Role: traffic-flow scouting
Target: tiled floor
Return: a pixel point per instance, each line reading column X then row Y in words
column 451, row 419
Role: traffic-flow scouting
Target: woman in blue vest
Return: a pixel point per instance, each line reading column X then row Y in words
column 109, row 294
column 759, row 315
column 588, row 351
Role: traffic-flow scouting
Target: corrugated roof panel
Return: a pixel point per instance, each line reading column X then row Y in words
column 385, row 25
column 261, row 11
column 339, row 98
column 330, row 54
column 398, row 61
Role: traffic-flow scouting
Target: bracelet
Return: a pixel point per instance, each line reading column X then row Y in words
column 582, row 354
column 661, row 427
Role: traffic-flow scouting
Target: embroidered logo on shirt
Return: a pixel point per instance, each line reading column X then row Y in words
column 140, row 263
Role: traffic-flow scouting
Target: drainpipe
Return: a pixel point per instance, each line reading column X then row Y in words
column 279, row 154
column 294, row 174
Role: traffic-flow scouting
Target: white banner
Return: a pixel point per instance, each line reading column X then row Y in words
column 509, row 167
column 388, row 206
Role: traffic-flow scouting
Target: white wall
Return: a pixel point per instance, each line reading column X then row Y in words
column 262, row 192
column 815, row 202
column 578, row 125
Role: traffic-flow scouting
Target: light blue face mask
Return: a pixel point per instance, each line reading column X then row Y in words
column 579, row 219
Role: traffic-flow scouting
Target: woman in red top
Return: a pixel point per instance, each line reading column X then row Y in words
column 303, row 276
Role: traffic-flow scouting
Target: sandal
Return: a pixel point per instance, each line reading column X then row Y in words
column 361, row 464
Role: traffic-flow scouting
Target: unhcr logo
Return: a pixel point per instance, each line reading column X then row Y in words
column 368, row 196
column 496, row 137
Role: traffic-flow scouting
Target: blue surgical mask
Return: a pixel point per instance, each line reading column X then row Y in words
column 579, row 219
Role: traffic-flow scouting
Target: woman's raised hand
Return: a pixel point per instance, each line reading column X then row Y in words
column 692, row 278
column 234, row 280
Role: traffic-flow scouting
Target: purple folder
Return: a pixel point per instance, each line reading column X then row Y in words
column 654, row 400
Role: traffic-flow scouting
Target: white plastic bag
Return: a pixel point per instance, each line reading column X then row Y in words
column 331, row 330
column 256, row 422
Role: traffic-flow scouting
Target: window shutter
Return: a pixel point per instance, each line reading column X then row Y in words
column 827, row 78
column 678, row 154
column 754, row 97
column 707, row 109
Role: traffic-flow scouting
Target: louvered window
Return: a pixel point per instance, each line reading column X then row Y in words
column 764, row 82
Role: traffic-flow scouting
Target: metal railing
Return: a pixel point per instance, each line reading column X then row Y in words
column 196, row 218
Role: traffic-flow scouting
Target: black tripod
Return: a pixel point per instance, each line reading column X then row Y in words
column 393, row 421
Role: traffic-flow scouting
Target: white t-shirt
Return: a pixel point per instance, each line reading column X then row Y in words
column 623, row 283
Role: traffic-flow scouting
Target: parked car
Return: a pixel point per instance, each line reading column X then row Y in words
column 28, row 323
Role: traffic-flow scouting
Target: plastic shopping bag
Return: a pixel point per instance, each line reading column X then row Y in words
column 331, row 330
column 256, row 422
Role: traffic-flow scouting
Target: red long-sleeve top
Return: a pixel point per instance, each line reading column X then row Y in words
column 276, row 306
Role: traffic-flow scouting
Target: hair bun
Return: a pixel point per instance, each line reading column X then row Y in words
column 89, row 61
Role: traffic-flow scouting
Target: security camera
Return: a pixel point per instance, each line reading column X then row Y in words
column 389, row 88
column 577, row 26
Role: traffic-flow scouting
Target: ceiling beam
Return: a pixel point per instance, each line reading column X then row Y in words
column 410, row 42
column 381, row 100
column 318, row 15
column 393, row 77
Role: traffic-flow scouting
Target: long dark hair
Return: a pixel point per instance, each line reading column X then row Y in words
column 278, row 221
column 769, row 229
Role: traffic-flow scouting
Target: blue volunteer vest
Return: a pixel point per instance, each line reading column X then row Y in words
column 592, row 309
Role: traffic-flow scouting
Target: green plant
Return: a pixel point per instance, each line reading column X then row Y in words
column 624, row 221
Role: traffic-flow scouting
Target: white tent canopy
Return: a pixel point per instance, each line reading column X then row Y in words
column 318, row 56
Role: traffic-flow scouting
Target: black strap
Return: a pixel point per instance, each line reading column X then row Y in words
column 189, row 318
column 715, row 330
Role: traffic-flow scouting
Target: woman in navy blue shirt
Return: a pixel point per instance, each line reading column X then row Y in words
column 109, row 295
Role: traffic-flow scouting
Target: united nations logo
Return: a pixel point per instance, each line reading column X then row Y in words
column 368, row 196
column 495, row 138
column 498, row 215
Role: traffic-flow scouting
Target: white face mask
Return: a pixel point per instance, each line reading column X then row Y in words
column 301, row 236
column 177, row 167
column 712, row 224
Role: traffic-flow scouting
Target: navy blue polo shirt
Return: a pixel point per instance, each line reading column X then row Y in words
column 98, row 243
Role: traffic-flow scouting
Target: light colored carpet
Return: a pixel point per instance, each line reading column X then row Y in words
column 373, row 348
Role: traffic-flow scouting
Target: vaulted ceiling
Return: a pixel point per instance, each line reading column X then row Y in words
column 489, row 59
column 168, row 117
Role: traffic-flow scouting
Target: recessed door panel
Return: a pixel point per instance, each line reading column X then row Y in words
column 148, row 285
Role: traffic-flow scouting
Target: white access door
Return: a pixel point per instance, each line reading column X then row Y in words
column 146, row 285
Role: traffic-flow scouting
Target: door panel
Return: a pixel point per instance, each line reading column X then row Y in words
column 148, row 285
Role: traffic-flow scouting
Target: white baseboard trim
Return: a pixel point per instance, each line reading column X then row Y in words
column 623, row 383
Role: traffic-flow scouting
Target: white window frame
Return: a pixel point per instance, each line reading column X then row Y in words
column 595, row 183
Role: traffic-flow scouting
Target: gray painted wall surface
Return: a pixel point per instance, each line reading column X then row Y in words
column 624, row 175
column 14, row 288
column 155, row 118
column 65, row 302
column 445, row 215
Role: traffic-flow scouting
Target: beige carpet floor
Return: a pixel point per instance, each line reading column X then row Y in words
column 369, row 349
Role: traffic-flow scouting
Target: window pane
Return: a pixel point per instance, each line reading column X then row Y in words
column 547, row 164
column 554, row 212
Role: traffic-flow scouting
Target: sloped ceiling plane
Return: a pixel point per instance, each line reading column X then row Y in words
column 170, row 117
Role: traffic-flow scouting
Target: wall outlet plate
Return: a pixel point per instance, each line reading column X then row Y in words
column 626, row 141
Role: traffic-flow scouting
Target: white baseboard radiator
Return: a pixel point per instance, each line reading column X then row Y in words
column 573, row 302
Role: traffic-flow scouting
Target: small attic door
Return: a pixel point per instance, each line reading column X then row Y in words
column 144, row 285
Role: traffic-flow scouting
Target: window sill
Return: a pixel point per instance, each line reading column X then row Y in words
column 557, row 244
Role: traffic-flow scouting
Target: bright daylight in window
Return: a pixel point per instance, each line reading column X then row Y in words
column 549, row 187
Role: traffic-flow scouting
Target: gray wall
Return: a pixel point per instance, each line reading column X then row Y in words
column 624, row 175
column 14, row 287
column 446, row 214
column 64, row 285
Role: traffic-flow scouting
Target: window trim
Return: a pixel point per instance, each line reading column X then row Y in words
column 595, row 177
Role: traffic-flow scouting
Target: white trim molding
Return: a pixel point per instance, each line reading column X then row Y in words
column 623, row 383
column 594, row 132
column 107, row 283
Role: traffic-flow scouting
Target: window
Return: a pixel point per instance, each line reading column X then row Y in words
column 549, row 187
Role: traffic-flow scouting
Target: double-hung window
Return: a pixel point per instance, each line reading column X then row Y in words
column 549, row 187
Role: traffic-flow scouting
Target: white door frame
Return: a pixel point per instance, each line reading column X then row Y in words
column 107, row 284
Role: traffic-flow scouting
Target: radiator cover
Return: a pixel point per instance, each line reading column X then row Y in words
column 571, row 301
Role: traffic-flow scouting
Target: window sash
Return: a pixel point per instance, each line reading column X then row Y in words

• • • • • • •

Given problem: Reproduce the lines above without any change. Begin with the very first line, stop after the one that contains "column 588, row 351", and include nothing else.

Response below:
Role: traffic-flow scouting
Target: tiled floor
Return: a pixel point per instance, each line reading column X then row Y in words
column 451, row 419
Role: traffic-flow scouting
Target: woman in blue vest
Return: a pixel point per instance, each line reading column X then row Y in words
column 109, row 294
column 759, row 315
column 588, row 351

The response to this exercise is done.